Please count the lines of the material below that contain the string "windshield", matching case exactly, and reply with the number alone.

» **Information given**

Start

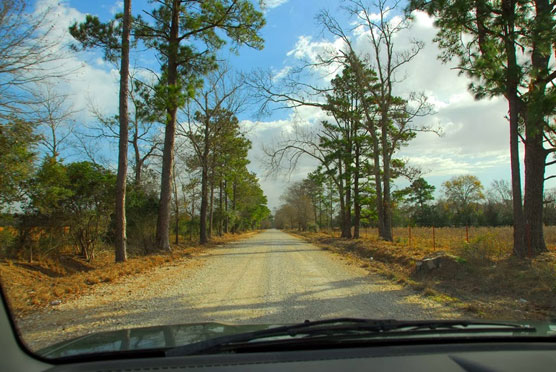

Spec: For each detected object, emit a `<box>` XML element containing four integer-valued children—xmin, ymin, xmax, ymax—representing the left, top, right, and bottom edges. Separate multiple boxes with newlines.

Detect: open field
<box><xmin>293</xmin><ymin>227</ymin><xmax>556</xmax><ymax>319</ymax></box>
<box><xmin>322</xmin><ymin>226</ymin><xmax>556</xmax><ymax>260</ymax></box>
<box><xmin>18</xmin><ymin>230</ymin><xmax>461</xmax><ymax>350</ymax></box>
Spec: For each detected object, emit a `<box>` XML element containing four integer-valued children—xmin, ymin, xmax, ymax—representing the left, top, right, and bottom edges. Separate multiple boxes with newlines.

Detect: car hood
<box><xmin>36</xmin><ymin>323</ymin><xmax>277</xmax><ymax>358</ymax></box>
<box><xmin>37</xmin><ymin>321</ymin><xmax>556</xmax><ymax>358</ymax></box>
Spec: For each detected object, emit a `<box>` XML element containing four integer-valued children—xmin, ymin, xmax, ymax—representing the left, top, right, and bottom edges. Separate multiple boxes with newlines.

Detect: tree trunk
<box><xmin>115</xmin><ymin>0</ymin><xmax>131</xmax><ymax>262</ymax></box>
<box><xmin>232</xmin><ymin>181</ymin><xmax>237</xmax><ymax>234</ymax></box>
<box><xmin>224</xmin><ymin>181</ymin><xmax>230</xmax><ymax>234</ymax></box>
<box><xmin>199</xmin><ymin>156</ymin><xmax>208</xmax><ymax>244</ymax></box>
<box><xmin>132</xmin><ymin>119</ymin><xmax>143</xmax><ymax>185</ymax></box>
<box><xmin>173</xmin><ymin>169</ymin><xmax>180</xmax><ymax>245</ymax></box>
<box><xmin>353</xmin><ymin>142</ymin><xmax>361</xmax><ymax>239</ymax></box>
<box><xmin>381</xmin><ymin>110</ymin><xmax>393</xmax><ymax>242</ymax></box>
<box><xmin>524</xmin><ymin>133</ymin><xmax>547</xmax><ymax>256</ymax></box>
<box><xmin>502</xmin><ymin>0</ymin><xmax>527</xmax><ymax>257</ymax></box>
<box><xmin>218</xmin><ymin>180</ymin><xmax>224</xmax><ymax>236</ymax></box>
<box><xmin>156</xmin><ymin>0</ymin><xmax>180</xmax><ymax>251</ymax></box>
<box><xmin>208</xmin><ymin>182</ymin><xmax>214</xmax><ymax>239</ymax></box>
<box><xmin>524</xmin><ymin>0</ymin><xmax>553</xmax><ymax>256</ymax></box>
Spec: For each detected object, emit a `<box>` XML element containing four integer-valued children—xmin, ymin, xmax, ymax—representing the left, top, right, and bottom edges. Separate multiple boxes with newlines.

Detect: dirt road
<box><xmin>19</xmin><ymin>230</ymin><xmax>457</xmax><ymax>349</ymax></box>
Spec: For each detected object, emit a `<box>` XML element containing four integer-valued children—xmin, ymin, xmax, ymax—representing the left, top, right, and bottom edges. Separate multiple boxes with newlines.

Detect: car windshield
<box><xmin>0</xmin><ymin>0</ymin><xmax>556</xmax><ymax>358</ymax></box>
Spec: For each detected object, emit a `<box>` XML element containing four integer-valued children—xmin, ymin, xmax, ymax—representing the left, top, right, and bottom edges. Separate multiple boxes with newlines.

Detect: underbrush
<box><xmin>0</xmin><ymin>232</ymin><xmax>256</xmax><ymax>317</ymax></box>
<box><xmin>293</xmin><ymin>229</ymin><xmax>556</xmax><ymax>319</ymax></box>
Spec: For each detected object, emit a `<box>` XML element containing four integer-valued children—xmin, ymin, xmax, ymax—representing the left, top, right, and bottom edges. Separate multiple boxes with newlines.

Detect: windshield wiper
<box><xmin>166</xmin><ymin>318</ymin><xmax>536</xmax><ymax>356</ymax></box>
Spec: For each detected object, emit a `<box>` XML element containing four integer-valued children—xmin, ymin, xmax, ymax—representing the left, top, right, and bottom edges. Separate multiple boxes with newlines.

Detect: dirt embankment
<box><xmin>18</xmin><ymin>230</ymin><xmax>461</xmax><ymax>349</ymax></box>
<box><xmin>291</xmin><ymin>231</ymin><xmax>556</xmax><ymax>320</ymax></box>
<box><xmin>0</xmin><ymin>232</ymin><xmax>256</xmax><ymax>317</ymax></box>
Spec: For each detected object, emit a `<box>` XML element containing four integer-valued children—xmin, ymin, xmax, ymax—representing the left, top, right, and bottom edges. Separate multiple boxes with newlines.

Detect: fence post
<box><xmin>432</xmin><ymin>225</ymin><xmax>436</xmax><ymax>252</ymax></box>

End

» **Output for this task**
2